⟨
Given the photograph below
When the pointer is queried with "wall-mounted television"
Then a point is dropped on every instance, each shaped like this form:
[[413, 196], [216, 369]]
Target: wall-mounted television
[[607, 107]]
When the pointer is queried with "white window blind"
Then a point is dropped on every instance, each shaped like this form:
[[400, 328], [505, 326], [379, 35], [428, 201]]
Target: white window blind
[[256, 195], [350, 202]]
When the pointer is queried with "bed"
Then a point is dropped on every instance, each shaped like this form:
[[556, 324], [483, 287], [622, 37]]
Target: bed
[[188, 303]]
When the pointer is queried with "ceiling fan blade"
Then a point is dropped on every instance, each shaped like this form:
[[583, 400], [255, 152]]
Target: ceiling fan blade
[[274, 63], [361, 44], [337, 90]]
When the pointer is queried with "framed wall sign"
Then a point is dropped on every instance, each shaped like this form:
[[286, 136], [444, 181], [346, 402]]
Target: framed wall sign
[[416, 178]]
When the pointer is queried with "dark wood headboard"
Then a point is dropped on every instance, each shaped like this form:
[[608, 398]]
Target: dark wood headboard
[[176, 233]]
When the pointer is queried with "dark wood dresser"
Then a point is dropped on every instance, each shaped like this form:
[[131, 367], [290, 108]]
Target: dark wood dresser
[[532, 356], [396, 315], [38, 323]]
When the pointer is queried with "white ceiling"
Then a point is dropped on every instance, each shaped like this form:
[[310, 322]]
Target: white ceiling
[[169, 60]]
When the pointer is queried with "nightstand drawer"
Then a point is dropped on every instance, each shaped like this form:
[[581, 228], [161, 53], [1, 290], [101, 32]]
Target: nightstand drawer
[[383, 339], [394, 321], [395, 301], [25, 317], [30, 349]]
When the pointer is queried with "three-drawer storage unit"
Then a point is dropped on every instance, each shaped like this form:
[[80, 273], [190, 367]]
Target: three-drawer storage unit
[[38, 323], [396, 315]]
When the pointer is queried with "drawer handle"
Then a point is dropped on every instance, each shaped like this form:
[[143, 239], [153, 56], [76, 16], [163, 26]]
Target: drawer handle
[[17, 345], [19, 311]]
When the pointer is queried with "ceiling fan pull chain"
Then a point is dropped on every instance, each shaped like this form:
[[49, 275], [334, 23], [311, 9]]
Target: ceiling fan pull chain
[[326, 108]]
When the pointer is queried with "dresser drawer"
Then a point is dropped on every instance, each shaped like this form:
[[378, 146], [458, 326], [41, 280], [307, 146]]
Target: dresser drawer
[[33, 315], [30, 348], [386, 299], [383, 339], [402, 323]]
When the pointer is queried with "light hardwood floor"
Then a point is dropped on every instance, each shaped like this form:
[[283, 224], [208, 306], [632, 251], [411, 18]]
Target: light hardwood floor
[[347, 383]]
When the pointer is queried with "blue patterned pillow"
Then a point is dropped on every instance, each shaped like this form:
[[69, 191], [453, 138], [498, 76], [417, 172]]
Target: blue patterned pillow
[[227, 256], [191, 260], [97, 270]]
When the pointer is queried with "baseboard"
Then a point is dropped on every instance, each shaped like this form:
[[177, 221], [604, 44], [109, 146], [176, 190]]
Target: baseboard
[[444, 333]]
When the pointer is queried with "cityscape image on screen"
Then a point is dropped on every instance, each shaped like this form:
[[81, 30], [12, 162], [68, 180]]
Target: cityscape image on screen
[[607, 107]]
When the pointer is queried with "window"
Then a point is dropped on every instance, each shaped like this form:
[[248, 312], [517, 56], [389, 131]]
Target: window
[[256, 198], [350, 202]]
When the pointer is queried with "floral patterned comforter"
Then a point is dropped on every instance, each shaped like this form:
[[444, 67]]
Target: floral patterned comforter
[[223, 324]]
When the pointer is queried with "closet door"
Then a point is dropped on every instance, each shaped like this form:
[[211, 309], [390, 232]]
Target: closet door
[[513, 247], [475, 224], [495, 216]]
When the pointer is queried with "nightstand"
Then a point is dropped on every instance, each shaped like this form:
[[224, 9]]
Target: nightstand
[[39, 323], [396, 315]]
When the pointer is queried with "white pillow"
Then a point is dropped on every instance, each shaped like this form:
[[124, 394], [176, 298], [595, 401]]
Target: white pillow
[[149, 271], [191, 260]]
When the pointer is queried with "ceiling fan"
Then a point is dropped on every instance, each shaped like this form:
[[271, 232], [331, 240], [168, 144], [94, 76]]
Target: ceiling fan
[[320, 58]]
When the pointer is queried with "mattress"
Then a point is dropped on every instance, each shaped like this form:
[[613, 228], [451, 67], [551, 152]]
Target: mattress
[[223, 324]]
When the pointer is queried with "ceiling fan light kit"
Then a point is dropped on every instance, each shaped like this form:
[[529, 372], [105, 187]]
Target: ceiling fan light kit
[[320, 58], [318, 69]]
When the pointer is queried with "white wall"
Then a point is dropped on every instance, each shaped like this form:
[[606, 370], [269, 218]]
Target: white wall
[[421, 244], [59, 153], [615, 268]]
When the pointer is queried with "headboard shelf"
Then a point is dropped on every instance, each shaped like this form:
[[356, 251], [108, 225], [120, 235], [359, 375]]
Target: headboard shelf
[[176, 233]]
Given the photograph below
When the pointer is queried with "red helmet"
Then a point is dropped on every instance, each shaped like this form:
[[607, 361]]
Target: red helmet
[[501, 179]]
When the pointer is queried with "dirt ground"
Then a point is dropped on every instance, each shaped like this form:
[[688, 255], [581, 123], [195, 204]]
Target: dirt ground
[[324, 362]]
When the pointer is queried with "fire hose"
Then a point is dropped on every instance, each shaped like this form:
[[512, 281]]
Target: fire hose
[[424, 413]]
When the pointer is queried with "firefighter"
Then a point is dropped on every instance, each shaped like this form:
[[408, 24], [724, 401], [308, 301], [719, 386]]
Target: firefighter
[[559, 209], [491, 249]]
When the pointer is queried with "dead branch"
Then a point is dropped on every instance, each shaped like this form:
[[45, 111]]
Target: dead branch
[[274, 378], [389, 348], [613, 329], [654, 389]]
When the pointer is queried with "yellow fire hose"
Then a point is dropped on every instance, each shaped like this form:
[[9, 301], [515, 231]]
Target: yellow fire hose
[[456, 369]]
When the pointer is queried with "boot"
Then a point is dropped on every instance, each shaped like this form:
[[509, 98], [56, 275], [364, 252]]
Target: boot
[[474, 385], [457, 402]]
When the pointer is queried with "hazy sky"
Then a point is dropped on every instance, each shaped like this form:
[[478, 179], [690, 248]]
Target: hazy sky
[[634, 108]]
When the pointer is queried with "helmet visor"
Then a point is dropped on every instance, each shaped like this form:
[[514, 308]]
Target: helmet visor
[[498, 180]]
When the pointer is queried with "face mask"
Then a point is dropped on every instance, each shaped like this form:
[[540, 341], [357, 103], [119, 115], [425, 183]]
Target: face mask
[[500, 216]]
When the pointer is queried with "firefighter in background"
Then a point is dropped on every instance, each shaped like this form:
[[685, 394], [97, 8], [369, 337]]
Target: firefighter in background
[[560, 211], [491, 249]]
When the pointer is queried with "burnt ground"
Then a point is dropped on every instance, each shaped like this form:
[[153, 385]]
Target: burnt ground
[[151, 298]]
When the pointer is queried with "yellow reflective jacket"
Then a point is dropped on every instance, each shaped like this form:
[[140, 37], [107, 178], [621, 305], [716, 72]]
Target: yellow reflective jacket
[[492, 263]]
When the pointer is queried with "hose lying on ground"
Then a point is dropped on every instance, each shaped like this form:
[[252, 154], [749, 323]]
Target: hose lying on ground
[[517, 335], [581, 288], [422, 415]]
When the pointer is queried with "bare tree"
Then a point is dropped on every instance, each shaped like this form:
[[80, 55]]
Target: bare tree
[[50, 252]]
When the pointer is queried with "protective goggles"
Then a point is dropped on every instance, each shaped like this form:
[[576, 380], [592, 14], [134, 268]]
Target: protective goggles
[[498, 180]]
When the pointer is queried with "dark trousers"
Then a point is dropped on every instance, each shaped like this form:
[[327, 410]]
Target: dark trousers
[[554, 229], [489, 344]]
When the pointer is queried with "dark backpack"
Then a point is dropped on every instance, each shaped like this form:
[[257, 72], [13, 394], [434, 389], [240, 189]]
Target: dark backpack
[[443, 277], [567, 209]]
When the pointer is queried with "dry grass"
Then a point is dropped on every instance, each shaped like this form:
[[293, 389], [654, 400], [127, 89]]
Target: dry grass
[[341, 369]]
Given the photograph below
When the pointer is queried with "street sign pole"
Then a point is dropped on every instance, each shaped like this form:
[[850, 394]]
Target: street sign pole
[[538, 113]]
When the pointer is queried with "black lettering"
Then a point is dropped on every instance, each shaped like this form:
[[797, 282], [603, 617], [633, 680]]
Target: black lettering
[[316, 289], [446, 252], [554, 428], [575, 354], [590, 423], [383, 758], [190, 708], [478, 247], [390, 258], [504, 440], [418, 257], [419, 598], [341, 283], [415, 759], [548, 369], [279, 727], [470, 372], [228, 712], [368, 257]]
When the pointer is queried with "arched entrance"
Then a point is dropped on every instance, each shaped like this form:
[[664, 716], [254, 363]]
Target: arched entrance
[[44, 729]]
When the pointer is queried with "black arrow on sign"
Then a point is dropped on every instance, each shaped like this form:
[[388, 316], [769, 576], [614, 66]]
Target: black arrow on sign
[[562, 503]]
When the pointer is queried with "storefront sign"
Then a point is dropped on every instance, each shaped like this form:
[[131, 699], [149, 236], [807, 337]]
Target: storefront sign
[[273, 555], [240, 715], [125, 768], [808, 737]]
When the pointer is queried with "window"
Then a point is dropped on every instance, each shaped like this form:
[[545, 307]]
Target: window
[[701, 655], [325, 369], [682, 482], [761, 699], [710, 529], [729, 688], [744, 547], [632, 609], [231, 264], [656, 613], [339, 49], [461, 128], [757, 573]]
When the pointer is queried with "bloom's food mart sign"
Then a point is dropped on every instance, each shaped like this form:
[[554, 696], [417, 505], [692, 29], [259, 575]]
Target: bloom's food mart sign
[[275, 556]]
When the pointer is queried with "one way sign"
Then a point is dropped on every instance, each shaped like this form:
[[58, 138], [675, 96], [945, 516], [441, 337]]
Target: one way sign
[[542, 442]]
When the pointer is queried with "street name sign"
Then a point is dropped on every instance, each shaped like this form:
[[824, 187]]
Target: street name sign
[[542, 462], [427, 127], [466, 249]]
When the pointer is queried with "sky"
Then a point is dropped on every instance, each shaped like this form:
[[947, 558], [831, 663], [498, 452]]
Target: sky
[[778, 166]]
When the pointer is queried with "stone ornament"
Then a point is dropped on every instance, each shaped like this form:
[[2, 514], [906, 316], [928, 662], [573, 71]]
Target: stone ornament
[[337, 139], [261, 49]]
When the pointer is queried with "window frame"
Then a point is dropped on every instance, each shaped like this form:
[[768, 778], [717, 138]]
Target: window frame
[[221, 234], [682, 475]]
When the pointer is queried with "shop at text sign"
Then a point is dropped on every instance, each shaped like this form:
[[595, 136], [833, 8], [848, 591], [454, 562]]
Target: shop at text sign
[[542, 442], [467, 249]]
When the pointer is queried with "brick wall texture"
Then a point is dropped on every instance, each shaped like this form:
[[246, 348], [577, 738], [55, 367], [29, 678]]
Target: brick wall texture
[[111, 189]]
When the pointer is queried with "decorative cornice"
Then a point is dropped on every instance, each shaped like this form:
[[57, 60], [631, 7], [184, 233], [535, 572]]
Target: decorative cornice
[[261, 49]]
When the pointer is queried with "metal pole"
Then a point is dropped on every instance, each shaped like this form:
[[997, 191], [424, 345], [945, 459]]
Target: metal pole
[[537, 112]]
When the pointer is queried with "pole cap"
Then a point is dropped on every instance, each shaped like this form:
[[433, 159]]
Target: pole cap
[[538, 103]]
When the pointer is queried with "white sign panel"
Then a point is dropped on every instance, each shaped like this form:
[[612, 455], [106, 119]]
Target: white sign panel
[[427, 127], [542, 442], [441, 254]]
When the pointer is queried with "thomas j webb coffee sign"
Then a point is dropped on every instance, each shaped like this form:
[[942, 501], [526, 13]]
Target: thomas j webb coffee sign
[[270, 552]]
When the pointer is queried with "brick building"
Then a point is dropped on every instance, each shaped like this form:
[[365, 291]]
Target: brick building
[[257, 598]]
⟩
— EXERCISE INSTRUCTIONS —
Pull out every line in the rows above that contains the word "hardwood", and copy each such line in full.

— SOLUTION FOR THIS TASK —
When the pointer is queried with "light hardwood floor"
Target: light hardwood floor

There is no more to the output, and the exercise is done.